_Problem statement_
Rewrite every one of the items below as a numbered list, dropping any blank lines.
─── Data section ───
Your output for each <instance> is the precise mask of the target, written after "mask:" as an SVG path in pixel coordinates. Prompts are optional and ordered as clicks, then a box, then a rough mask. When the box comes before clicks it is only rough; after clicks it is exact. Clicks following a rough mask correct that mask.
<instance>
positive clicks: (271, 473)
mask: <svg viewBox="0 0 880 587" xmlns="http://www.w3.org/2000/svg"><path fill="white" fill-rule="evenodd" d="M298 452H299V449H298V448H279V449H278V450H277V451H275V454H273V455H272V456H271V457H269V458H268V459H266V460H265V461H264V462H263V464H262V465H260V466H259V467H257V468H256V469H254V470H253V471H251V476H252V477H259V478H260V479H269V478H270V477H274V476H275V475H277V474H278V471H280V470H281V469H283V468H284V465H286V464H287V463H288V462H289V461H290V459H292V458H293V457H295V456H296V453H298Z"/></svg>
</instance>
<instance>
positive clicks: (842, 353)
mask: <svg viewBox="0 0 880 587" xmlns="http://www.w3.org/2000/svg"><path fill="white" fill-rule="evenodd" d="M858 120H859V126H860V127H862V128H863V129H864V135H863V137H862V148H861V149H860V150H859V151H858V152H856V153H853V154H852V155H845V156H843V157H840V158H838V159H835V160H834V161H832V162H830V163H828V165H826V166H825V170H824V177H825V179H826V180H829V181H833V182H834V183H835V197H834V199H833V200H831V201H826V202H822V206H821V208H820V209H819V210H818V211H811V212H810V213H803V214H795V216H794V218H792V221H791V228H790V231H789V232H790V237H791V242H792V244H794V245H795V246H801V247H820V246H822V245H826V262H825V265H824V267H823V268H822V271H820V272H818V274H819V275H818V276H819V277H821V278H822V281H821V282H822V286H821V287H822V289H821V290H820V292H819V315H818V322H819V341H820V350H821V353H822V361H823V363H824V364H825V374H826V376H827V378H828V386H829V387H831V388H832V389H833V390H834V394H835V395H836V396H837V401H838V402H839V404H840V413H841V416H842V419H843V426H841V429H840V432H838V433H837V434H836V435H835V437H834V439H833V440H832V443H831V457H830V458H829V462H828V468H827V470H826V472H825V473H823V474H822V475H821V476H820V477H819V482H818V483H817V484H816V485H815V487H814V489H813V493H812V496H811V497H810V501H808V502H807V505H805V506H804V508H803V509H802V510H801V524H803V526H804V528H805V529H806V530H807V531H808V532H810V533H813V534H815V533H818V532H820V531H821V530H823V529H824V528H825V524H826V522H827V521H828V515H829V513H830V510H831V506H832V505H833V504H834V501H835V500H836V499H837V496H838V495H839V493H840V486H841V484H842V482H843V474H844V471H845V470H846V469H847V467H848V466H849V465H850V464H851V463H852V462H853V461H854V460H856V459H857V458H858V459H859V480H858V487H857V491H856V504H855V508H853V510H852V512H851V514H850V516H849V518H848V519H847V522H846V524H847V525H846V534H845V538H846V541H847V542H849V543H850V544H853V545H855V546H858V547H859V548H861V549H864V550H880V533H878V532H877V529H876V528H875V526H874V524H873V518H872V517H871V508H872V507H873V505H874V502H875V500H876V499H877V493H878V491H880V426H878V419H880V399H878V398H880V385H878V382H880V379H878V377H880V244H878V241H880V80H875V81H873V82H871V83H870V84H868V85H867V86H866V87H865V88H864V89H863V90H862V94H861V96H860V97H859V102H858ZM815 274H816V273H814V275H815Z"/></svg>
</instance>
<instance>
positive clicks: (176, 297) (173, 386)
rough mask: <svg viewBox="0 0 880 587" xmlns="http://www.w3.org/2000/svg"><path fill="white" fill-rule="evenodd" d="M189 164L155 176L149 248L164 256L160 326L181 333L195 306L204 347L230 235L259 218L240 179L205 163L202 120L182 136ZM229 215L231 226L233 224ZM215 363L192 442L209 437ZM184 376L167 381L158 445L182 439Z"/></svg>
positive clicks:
───
_Problem solution_
1. Your output for each <instance> is the precise mask of the target, written after "mask:" as an SVG path in pixel coordinates. Prompts are optional and ordered as clicks, then a box, then a rough mask. When the box comes before clicks it is only rough; after clicks it is exact. Clicks following a rough mask correct that mask.
2. <instance>
3. positive clicks: (271, 473)
4. mask: <svg viewBox="0 0 880 587" xmlns="http://www.w3.org/2000/svg"><path fill="white" fill-rule="evenodd" d="M298 452H299V449H298V448H279V449H278V450H277V451H275V454H273V455H272V456H271V457H269V458H268V459H266V460H265V461H264V462H263V464H262V465H260V466H259V467H257V468H256V469H254V470H253V471H251V476H252V477H259V478H260V479H269V478H270V477H274V476H275V475H277V474H278V471H280V470H281V469H283V468H284V465H286V464H287V463H288V462H289V461H290V459H292V458H293V457H295V456H296V453H298Z"/></svg>
5. </instance>
6. <instance>
7. positive clicks: (842, 353)
8. mask: <svg viewBox="0 0 880 587" xmlns="http://www.w3.org/2000/svg"><path fill="white" fill-rule="evenodd" d="M858 120H859V126H860V127H862V128H863V129H864V135H863V137H862V148H861V149H860V150H859V151H858V152H856V153H853V154H852V155H845V156H843V157H840V158H838V159H835V160H834V161H832V162H830V163H828V165H826V166H825V170H824V177H825V179H826V180H829V181H833V182H834V183H835V197H834V199H833V200H831V201H826V202H822V206H821V208H820V209H819V210H818V211H811V212H810V213H803V214H795V216H794V218H792V221H791V228H790V231H789V232H790V237H791V242H792V244H794V245H795V246H801V247H820V246H822V245H826V262H825V265H824V267H823V268H822V271H820V272H818V274H819V275H818V276H819V277H821V278H822V281H821V282H822V286H821V287H822V289H821V290H820V292H819V315H818V322H819V341H820V350H821V353H822V361H823V363H824V364H825V374H826V376H827V378H828V386H829V387H831V388H832V389H833V390H834V394H835V395H836V396H837V401H838V402H839V404H840V413H841V416H842V419H843V426H841V429H840V432H838V433H837V434H836V435H835V437H834V439H833V440H832V443H831V457H830V458H829V462H828V468H827V470H826V472H825V473H823V474H822V475H821V476H820V477H819V482H818V483H817V484H816V485H815V487H814V489H813V493H812V496H811V497H810V501H808V502H807V505H805V506H804V508H803V509H802V510H801V524H803V526H804V528H805V529H806V530H807V531H808V532H810V533H813V534H815V533H818V532H820V531H821V530H823V529H824V528H825V524H826V522H827V521H828V515H829V513H830V510H831V506H832V505H833V504H834V501H835V500H836V499H837V496H838V495H839V493H840V486H841V484H842V482H843V474H844V471H845V470H846V469H847V467H848V466H849V465H850V464H851V463H852V462H853V461H854V460H856V459H857V458H858V459H859V480H858V487H857V491H856V504H855V508H853V510H852V512H851V514H850V516H849V518H848V519H847V522H846V524H847V525H846V534H845V538H846V541H847V542H849V543H850V544H853V545H855V546H858V547H859V548H861V549H864V550H880V533H878V532H877V529H876V528H875V526H874V524H873V518H872V517H871V508H872V507H873V505H874V502H875V500H876V499H877V493H878V491H880V426H878V419H880V399H878V398H880V385H878V382H880V379H878V377H880V244H878V241H880V80H875V81H873V82H871V83H870V84H868V85H867V86H866V87H865V88H864V89H863V90H862V94H861V96H860V97H859V102H858ZM815 274H816V273H814V275H815Z"/></svg>
9. </instance>
10. <instance>
11. positive clicks: (176, 297) (173, 386)
12. rough mask: <svg viewBox="0 0 880 587" xmlns="http://www.w3.org/2000/svg"><path fill="white" fill-rule="evenodd" d="M189 164L155 176L149 248L164 256L160 326L181 333L195 306L204 347L230 235L259 218L240 179L205 163L202 120L182 136ZM229 215L231 226L233 224ZM215 363L192 442L209 437ZM184 376L167 381L158 445L182 439Z"/></svg>
13. positive clicks:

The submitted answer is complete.